§ **Dataset**
>> begin
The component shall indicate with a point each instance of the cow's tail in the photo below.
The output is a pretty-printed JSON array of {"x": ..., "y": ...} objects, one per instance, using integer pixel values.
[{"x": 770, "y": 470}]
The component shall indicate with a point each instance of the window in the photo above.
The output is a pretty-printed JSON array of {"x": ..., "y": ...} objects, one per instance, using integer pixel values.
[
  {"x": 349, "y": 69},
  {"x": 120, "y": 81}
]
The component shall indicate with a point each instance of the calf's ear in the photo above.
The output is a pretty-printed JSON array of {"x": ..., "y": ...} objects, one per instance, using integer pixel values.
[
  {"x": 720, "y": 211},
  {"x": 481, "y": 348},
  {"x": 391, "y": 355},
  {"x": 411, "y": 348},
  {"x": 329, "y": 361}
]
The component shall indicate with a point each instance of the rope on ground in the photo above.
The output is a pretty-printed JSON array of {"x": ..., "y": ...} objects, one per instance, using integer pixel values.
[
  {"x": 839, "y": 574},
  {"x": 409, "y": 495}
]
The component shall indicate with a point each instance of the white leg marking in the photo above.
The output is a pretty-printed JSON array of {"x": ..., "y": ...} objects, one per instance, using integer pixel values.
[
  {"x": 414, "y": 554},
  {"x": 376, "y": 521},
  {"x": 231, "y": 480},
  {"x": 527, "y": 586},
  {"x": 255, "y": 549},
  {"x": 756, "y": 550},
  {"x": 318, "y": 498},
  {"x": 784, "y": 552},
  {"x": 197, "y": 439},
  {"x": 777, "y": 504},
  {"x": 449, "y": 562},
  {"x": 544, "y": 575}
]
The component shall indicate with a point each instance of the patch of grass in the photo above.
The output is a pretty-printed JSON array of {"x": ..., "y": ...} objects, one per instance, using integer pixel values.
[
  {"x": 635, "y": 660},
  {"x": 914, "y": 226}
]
>> end
§ **Aim**
Rewrite the items above starting at the line containing "grass in the photo above." and ending at the last line of the items, copying all other text unchanged. Scale every x and y coordinate in the answers by 1.75, rounding to whole numbers with halves rounded up.

§ **Output of the task**
The component shall indicate with a point each instance of the patch of grass in the photo above.
The output is a pretty-printed JSON array of {"x": ..., "y": ...} objects, one per instance, using integer pixel values.
[
  {"x": 1111, "y": 1155},
  {"x": 1600, "y": 396}
]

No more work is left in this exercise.